## GIVEN PROBLEM A
In the reader comments, whose endgame manual does the first commenter say they read?
## GIVEN PROBLEM B
Select every line of the rows that contains the string "pine". Case counts.

## DOCUMENT PASSAGE
I did read Dvoretsky's endgame manual and studied all Mueller's DVDs on endgames. It seems that I save now many half points in endgame but more important, I do enjoy them. So, thanks to K. Mueller for his excellent work.
Aighearach Aighearach 9/10/2018 06:40
Strangest article I've ever read published on a chess news website. At least have an editor proofread it next time; there are sentences that lack meaning as written, followed by ones that talk about spiritualism. The total effect is really just bizarre.

It reminds of the main discovery that Socrates made; none of the successful people know why they are successful, but they also don't know that they are ignorant of the reasons! They all believe themselves to be Wise, but none of the reasons they offer for their success are true. They either were successful by accident, and so believe that whatever they randomly believed before having success was the reason for their success, or they are successful in spite of major impediments to their success, and cite the things preventing even greater success as the reasons for what success they did have!

Also, when a person claims that they're not a writer and so can't be expected to write well, that's a clue not to hire them for a writing assignment. They might even follow on by protesting much too heavily that they're not attempting a flattering review, even when they are also apparently the source of the accusation! Yowsers.

Also, isn't it a little bit weird to presume that only the son of oligarch or western billionaire would be able to hire a professional trainer? It's not even specious.

He even then tries to split hairs between the words "decided" and "won," but if the game was not won, then it wasn't decided at the point he presumes. If the game was won, then the game was "decided" at the critical moment; if the game wasn't won, it was NOT decided at that critical moment. Those are just called blunders. As in, "most of my tournament games I found positions where my opponent blundered in the endgame, and then I returned the blunder on the next move."

## PROVIDED MATERIAL
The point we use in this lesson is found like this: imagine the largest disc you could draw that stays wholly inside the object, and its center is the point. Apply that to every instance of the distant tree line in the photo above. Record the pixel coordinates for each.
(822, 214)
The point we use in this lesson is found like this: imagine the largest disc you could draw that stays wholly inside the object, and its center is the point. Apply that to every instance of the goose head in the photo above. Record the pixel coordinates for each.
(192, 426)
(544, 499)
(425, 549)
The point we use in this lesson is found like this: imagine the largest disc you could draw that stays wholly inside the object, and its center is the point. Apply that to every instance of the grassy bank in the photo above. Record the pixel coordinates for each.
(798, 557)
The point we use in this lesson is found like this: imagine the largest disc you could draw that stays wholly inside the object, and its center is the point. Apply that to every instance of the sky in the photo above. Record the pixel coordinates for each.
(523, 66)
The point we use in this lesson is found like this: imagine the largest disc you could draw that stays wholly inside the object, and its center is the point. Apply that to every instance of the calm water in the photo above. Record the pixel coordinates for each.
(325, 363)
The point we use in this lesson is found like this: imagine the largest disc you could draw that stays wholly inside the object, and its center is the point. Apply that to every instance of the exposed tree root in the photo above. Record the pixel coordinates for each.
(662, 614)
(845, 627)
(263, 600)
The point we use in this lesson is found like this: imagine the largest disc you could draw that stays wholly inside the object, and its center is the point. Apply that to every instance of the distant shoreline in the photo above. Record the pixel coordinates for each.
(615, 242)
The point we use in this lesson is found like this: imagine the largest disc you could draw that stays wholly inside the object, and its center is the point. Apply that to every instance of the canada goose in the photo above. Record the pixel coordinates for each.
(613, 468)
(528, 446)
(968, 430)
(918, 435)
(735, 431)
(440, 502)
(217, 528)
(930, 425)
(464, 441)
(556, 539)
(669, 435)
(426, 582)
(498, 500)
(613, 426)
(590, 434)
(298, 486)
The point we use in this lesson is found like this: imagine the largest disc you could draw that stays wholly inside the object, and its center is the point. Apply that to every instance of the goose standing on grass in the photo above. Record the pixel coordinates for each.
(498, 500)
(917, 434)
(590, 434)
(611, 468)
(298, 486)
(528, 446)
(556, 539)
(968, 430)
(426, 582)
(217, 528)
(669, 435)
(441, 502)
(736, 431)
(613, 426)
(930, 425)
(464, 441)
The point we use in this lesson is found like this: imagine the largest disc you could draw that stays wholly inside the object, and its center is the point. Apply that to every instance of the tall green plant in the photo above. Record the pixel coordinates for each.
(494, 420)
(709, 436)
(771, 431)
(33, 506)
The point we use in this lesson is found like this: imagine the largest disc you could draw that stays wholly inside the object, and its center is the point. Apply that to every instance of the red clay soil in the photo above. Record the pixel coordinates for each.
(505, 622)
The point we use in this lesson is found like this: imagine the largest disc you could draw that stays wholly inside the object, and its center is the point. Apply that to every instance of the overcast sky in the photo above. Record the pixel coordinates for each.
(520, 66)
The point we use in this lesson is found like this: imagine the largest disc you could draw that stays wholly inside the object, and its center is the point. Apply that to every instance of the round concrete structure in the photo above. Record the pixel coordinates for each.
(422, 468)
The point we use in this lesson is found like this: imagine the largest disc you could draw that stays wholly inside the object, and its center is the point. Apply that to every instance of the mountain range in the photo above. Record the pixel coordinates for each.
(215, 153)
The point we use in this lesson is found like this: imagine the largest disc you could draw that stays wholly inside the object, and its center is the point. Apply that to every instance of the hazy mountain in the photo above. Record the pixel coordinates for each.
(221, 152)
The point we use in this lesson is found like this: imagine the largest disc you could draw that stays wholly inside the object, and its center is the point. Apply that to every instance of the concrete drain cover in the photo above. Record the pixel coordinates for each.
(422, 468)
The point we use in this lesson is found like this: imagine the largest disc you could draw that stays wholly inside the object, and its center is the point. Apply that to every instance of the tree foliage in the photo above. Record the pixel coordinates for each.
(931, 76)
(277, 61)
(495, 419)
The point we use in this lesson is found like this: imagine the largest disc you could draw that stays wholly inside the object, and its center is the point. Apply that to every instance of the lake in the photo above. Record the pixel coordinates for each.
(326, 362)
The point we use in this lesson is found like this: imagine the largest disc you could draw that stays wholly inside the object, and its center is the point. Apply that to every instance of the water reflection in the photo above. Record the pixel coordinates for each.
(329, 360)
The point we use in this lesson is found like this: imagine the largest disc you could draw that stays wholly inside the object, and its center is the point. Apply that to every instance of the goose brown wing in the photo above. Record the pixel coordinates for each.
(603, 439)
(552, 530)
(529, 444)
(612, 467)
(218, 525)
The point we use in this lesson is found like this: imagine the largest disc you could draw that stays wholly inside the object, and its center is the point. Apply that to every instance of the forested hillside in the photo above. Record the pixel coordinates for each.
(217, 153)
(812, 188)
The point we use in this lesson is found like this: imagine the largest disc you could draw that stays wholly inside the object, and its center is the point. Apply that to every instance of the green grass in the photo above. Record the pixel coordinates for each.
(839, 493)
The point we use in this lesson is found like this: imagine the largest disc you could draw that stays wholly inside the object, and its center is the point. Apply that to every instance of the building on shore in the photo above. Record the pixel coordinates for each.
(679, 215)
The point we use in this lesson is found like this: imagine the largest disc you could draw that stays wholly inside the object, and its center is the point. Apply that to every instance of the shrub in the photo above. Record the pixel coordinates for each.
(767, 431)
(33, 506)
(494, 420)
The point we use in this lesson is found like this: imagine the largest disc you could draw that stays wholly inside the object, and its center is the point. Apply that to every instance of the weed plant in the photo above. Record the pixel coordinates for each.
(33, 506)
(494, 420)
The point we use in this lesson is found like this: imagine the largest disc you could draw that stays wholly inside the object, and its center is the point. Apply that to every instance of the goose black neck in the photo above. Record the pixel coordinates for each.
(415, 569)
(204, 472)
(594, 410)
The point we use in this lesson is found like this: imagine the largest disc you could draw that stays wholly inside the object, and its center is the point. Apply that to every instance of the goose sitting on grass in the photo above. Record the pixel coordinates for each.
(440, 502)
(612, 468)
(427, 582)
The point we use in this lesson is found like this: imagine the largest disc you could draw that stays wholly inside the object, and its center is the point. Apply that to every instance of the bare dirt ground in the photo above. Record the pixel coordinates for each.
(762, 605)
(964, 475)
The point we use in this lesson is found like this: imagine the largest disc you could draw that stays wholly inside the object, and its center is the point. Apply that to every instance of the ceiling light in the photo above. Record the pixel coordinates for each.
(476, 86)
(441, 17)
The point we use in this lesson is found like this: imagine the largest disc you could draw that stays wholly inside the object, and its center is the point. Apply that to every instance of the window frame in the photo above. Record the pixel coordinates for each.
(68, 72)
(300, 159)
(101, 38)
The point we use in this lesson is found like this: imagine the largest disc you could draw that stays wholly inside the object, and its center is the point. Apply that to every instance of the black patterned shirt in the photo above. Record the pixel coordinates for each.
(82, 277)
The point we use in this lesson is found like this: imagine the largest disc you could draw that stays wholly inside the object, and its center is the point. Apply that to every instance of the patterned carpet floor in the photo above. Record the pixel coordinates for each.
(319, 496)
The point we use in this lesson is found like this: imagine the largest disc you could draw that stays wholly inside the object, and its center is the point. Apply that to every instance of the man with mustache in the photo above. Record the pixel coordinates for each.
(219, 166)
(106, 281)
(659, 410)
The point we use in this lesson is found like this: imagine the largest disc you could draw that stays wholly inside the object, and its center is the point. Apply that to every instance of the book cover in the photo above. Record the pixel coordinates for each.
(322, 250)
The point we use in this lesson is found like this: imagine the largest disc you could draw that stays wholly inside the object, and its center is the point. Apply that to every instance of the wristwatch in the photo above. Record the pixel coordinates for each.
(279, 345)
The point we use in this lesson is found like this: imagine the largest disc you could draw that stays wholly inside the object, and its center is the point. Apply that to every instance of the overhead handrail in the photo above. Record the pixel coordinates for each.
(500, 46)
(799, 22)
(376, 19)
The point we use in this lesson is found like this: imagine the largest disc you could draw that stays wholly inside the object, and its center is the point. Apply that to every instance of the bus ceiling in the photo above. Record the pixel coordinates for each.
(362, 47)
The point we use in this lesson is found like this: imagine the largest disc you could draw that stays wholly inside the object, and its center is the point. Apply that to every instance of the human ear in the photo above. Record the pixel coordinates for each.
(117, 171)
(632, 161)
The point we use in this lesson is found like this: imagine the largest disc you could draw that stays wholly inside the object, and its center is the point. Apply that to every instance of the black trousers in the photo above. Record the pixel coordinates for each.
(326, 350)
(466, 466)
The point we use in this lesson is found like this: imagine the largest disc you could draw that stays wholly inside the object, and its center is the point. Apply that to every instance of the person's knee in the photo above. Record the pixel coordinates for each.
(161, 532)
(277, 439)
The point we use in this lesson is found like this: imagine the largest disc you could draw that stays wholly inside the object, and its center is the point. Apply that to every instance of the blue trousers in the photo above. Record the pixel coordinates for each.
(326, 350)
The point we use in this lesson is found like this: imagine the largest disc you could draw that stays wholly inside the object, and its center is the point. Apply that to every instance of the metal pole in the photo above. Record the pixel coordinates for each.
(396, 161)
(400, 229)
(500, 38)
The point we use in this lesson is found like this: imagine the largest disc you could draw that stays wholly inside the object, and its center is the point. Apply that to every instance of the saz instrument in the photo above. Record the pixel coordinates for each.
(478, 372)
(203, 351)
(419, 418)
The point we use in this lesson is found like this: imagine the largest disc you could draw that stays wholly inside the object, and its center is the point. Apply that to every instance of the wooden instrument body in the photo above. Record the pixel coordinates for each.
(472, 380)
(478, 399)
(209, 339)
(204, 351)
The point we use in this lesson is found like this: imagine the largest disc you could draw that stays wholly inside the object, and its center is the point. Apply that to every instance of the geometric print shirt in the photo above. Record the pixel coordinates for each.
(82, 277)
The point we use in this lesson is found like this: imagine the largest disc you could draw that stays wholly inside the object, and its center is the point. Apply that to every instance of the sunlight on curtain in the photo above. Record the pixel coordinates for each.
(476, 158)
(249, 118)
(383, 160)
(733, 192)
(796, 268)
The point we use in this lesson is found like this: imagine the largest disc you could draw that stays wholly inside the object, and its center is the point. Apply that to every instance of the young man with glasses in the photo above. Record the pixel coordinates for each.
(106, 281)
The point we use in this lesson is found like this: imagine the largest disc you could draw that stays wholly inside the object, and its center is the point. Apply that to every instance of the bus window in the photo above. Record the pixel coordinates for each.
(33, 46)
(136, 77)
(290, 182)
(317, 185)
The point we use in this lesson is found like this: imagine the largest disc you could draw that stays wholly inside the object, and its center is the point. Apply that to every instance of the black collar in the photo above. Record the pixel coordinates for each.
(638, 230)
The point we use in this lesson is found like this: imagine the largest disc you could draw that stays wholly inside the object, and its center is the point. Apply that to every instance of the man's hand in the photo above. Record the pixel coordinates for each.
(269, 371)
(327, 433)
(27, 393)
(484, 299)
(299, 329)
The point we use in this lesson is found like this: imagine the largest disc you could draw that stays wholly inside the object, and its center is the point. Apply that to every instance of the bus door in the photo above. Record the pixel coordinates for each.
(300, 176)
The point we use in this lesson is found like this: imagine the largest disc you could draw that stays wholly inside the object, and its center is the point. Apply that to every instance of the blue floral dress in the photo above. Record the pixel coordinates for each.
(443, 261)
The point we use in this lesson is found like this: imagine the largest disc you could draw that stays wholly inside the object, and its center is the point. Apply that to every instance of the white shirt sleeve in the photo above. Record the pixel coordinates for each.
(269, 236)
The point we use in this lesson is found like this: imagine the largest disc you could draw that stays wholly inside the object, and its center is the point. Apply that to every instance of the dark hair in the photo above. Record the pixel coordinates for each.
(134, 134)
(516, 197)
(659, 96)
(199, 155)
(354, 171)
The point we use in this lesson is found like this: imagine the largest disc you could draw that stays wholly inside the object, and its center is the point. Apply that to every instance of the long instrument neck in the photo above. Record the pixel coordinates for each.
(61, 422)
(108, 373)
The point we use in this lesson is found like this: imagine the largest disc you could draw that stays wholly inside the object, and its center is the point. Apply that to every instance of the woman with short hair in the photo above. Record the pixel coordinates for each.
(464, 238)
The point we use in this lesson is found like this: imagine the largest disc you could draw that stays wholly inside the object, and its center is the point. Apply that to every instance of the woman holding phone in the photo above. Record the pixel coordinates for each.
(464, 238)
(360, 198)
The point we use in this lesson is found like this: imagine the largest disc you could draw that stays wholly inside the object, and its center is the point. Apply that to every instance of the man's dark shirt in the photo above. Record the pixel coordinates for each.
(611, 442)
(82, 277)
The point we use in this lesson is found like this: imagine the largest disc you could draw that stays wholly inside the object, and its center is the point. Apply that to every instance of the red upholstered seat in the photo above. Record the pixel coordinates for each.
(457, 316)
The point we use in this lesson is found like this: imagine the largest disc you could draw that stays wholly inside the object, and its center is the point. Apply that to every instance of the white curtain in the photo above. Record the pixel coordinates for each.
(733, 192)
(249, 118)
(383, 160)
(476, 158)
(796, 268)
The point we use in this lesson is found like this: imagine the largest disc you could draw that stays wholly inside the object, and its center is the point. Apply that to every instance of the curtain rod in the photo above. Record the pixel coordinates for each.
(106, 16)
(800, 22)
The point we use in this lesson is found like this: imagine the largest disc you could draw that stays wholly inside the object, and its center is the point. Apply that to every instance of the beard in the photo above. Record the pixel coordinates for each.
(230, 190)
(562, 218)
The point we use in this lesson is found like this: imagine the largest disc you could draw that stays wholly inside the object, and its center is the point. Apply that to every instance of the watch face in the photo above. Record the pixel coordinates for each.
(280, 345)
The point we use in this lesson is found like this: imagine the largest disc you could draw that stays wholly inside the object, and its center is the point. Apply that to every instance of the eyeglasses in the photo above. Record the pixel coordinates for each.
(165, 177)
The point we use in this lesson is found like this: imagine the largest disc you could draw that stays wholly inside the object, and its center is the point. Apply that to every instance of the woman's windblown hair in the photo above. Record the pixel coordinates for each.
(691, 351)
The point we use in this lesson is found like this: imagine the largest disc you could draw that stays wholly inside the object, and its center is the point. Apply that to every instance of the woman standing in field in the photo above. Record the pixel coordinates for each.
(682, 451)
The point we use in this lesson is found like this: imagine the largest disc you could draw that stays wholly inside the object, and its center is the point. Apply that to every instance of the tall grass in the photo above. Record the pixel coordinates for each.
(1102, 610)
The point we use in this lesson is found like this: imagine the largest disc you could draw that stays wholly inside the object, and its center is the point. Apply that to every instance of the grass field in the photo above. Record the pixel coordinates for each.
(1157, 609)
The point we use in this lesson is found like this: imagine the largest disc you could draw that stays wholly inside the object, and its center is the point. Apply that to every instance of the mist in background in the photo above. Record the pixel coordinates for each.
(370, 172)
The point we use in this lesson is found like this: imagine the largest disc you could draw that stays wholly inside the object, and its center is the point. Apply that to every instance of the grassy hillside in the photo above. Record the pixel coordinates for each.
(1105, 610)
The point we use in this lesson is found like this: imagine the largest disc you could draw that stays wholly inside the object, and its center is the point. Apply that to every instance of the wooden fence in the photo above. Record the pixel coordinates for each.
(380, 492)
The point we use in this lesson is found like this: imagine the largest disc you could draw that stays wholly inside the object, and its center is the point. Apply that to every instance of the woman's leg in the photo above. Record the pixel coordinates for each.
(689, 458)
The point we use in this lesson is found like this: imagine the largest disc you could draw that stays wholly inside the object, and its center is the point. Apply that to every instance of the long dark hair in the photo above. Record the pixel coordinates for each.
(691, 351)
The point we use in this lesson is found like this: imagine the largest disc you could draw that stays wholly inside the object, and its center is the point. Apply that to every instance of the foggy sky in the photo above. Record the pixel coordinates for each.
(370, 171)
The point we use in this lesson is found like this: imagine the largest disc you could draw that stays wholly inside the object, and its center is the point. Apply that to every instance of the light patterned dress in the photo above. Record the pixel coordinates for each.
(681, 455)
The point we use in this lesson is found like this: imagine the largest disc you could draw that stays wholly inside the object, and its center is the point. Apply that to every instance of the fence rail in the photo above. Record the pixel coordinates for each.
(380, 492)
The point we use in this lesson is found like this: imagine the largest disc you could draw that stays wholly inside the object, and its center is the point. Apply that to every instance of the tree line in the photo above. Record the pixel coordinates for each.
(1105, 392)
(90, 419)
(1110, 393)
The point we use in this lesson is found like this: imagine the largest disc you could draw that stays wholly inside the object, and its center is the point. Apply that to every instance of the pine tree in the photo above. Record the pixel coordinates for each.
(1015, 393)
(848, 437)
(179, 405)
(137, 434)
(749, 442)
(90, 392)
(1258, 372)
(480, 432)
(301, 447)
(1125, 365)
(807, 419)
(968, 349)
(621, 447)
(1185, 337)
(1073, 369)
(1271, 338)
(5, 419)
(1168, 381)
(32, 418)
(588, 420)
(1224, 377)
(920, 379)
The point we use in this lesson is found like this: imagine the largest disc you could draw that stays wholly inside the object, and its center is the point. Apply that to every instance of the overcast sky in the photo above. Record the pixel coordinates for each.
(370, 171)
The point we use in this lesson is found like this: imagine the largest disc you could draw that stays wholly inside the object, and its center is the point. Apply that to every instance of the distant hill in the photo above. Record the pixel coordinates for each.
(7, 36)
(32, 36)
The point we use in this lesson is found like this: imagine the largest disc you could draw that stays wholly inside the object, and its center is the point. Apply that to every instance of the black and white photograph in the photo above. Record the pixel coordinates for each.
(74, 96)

## CORRECT RESULT A
Dvoretsky's.

## CORRECT RESULT B
The point we use in this lesson is found like this: imagine the largest disc you could draw that stays wholly inside the object, and its center is the point. Apply that to every instance of the pine tree in the photo above. Record the pixel coordinates for each.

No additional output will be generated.